(Stored items)
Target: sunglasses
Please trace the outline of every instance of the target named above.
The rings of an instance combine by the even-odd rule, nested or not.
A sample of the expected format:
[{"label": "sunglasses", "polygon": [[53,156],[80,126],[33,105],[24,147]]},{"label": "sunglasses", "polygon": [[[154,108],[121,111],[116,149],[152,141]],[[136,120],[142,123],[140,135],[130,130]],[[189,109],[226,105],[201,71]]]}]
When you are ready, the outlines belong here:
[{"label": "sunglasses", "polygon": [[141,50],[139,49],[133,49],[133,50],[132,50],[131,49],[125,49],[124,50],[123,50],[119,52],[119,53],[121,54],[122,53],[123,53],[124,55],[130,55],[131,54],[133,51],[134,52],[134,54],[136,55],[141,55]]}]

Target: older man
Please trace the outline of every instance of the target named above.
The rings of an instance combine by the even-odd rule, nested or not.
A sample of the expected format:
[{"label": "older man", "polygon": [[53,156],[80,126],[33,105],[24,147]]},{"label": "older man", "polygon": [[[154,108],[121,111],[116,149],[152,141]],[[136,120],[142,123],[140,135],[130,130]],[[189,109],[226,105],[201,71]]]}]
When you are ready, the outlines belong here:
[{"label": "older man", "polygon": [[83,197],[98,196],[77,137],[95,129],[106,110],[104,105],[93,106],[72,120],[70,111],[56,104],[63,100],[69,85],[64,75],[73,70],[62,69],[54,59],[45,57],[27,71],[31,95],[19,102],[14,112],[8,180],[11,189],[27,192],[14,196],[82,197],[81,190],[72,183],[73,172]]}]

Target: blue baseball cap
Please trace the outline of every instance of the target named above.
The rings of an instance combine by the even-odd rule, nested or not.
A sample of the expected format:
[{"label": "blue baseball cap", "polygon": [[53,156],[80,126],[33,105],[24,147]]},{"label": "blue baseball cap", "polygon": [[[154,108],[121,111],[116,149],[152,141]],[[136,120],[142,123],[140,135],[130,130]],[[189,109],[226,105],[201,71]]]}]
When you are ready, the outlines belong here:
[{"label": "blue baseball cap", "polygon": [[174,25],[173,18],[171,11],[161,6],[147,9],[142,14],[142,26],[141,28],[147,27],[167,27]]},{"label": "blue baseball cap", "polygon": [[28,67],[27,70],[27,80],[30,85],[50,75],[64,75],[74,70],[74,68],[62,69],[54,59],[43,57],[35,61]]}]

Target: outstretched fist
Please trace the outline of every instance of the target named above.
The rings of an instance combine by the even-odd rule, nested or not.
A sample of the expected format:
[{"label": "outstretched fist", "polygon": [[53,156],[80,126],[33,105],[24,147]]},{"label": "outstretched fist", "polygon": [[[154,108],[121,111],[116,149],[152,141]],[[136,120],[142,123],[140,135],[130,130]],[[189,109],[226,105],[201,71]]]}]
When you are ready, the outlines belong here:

**INSTRUCTIONS TO FOLLOW**
Render every line of the records above as a Markdown table with two columns, No. and Line, giving each line its row number and leaving out blank lines.

**CORRECT RESULT**
| No. | Line |
|---|---|
| 1 | Target: sunglasses |
| 2 | Please trace the outline of every instance of the target named above. |
| 3 | The rings of an instance combine by the even-odd rule, nested or not. |
| 4 | A sample of the expected format: |
| 5 | [{"label": "sunglasses", "polygon": [[53,156],[80,126],[33,105],[24,147]]},{"label": "sunglasses", "polygon": [[[154,108],[121,111],[116,149],[152,141]],[[136,120],[142,123],[140,135],[130,130]],[[189,109],[226,105],[201,71]]]}] |
| 6 | When you are ready, the outlines belong here: |
| 7 | [{"label": "sunglasses", "polygon": [[141,50],[139,49],[133,49],[133,50],[132,50],[131,49],[125,49],[124,50],[123,50],[119,52],[119,53],[121,54],[122,53],[123,53],[124,55],[130,55],[131,54],[133,51],[134,52],[134,54],[136,55],[141,55]]}] |
| 8 | Target: older man |
| 9 | Please trace the outline of every instance of the target named above. |
| 10 | The rings of an instance combine by the even-odd rule, nested or not. |
| 11 | A sample of the expected format: |
| 12 | [{"label": "older man", "polygon": [[53,156],[80,126],[33,105],[24,147]]},{"label": "older man", "polygon": [[[154,108],[121,111],[116,149],[152,141]],[[136,120],[142,123],[140,135],[130,130]],[[189,109],[226,105],[201,71]]]}] |
| 13 | When you are ready, the outlines belong here: |
| 14 | [{"label": "older man", "polygon": [[83,197],[98,196],[77,137],[95,129],[106,110],[104,105],[93,106],[72,120],[70,111],[56,104],[63,100],[69,85],[64,75],[73,70],[62,69],[54,59],[45,57],[27,71],[31,95],[19,102],[14,112],[8,180],[11,189],[27,192],[14,196],[82,197],[81,190],[72,183],[73,172]]}] |
| 15 | Target: blue baseball cap |
| 16 | Please trace the outline of every instance of the target named above. |
| 17 | The rings of an instance combine by the even-odd rule, nested or not. |
| 18 | A sample of the expected format: |
| 19 | [{"label": "blue baseball cap", "polygon": [[53,156],[80,126],[33,105],[24,147]]},{"label": "blue baseball cap", "polygon": [[[154,108],[121,111],[116,149],[152,141]],[[136,120],[142,123],[140,135],[130,130]],[[189,109],[226,105],[201,71]]]}] |
| 20 | When you are ready, the outlines belong here: |
| 21 | [{"label": "blue baseball cap", "polygon": [[174,25],[173,18],[171,11],[161,6],[147,9],[142,14],[142,26],[141,28],[147,27],[167,27]]},{"label": "blue baseball cap", "polygon": [[28,67],[27,70],[27,80],[30,85],[50,75],[64,75],[74,70],[74,68],[62,69],[54,59],[43,57],[35,61]]}] |
| 22 | Target: outstretched fist |
| 23 | Please trace the outline of every instance of the target named above. |
| 24 | The rings of an instance combine by the even-odd rule, nested or not. |
| 25 | A sample of the expected format: |
| 26 | [{"label": "outstretched fist", "polygon": [[53,156],[80,126],[33,105],[24,147]]},{"label": "outstretched fist", "polygon": [[[154,108],[121,111],[116,149],[152,141]],[[136,120],[142,123],[140,135],[130,130]],[[189,109],[226,105],[201,71]]]}] |
| 27 | When you are ready, the outlines belong here: |